EXERCISE DESCRIPTION: Increase every coordinate in the answers by 140 for the items below, starting at the line that contains "TARGET: green tree" and ending at the line that contains "[(651, 309)]". Write out all of those lines again, requests included, with only the coordinates changed.
◆ ◆ ◆ ◆ ◆ ◆ ◆
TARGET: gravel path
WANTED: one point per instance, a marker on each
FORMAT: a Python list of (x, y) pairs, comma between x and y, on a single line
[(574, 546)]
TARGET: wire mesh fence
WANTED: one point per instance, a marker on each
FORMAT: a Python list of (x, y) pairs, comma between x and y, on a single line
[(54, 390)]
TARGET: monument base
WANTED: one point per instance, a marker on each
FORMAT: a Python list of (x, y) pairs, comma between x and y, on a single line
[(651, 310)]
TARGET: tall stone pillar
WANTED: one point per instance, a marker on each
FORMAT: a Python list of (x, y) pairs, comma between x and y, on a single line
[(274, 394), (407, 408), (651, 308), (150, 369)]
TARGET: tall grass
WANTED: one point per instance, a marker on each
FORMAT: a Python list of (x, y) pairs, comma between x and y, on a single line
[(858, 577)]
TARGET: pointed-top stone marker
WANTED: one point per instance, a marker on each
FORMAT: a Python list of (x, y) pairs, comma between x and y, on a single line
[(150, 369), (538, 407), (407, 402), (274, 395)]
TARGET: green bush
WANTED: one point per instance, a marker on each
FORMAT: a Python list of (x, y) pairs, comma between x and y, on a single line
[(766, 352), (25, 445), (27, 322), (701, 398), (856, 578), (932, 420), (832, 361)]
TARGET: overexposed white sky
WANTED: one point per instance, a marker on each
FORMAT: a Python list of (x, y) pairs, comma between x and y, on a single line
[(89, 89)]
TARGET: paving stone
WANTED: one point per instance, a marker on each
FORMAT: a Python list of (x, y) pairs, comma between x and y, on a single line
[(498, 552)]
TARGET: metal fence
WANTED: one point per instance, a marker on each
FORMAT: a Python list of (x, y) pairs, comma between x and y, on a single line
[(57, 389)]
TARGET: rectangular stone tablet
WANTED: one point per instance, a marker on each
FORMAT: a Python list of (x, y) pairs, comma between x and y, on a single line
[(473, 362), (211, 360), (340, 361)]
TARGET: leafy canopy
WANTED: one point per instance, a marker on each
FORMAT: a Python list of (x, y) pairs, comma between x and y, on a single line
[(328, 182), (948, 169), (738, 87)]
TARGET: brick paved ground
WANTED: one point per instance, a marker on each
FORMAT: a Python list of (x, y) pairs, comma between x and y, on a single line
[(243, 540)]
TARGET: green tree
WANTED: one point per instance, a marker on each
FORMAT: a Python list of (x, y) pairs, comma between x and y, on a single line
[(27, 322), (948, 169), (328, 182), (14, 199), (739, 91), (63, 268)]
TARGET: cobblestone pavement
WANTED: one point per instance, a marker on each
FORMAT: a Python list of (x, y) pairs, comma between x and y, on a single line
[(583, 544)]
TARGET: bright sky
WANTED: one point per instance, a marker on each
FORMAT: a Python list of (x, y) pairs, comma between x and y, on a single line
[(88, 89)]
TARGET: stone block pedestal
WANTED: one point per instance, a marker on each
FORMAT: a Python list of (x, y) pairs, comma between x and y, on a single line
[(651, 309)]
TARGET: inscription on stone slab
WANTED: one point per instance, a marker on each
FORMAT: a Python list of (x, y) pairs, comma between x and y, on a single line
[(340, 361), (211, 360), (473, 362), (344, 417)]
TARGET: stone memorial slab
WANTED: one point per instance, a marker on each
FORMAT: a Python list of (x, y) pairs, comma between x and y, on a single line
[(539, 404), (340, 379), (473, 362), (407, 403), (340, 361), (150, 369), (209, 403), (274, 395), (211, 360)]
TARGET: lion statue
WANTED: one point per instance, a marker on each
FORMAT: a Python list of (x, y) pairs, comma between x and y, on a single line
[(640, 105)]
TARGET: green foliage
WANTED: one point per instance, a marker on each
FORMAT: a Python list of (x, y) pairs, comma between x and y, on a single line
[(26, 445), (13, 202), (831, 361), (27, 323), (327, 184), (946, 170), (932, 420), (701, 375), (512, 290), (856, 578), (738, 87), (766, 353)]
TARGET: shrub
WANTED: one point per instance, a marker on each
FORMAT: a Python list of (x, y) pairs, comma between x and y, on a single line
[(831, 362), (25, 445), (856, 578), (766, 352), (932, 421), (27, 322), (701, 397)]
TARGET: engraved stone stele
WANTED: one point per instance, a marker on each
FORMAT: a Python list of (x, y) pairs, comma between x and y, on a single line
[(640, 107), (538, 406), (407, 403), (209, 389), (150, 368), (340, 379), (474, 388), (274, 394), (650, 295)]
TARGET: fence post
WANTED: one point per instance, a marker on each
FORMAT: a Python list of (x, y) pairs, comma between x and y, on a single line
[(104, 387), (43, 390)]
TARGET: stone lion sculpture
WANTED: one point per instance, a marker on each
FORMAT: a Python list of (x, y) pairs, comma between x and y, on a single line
◆ ◆ ◆ ◆ ◆ ◆ ◆
EXERCISE ANSWER:
TARGET: green tree
WANTED: one point per instance, a marker on each
FORMAT: a Python list of (x, y) pairs, comma between x and y, on a single line
[(167, 462), (1088, 309), (468, 322), (154, 339), (879, 231), (203, 408)]
TARGET: cobblestone pavement
WANTED: one point per instance, a marker on each
FORMAT: a Python list of (x, y) pairs, comma between x and y, on a single line
[(723, 684)]
TARGET: bright sky
WANTED: one point per instance, a marker on each
FORMAT: a Python list of (x, y) pairs, comma between x and y, on a single line
[(228, 229)]
TARGET: stone block pedestal
WANTED: one point per instance, a marker on each
FORMAT: a Python list of (x, y) pairs, comma between x and y, on a single line
[(791, 449)]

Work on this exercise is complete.